=== Section Start ===

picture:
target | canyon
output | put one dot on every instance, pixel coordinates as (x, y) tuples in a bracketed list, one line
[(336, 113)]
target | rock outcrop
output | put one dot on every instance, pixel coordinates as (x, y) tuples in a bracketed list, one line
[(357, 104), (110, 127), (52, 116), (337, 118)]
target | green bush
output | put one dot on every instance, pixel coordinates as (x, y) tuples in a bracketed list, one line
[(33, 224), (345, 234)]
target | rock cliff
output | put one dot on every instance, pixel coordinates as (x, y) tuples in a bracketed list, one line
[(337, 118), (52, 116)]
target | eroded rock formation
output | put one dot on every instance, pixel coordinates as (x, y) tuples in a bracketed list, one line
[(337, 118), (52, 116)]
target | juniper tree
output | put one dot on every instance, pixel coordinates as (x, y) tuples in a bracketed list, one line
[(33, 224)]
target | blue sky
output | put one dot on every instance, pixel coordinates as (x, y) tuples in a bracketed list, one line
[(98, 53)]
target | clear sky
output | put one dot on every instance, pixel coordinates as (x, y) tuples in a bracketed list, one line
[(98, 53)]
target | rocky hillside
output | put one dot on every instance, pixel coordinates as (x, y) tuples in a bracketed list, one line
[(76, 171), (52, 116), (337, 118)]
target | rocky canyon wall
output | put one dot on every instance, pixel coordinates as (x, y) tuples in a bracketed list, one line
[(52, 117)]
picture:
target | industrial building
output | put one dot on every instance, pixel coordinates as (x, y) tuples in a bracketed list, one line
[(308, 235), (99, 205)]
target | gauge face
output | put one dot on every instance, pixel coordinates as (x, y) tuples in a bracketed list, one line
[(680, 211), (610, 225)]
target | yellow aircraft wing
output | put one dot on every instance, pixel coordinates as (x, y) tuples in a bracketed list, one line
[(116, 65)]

=== Section End ===
=== Section Start ===

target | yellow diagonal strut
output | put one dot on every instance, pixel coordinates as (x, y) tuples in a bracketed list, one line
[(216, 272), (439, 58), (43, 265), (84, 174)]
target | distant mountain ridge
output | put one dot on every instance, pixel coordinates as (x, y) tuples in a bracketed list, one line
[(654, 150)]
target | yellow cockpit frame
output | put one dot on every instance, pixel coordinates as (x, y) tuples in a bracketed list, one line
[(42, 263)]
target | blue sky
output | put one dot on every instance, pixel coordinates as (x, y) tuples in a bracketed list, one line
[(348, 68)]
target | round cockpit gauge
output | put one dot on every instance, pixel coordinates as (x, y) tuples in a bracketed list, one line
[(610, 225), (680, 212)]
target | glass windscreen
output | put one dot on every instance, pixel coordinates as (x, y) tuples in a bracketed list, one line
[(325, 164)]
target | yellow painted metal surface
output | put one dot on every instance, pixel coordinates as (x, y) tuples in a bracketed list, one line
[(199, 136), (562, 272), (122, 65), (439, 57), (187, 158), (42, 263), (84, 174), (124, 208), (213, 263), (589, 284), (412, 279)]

=== Section End ===

_Exercise details:_
Each line of the entries above that has the word "canyon" is to be copied.

_Answer section:_
target | canyon
target | rocky canyon wall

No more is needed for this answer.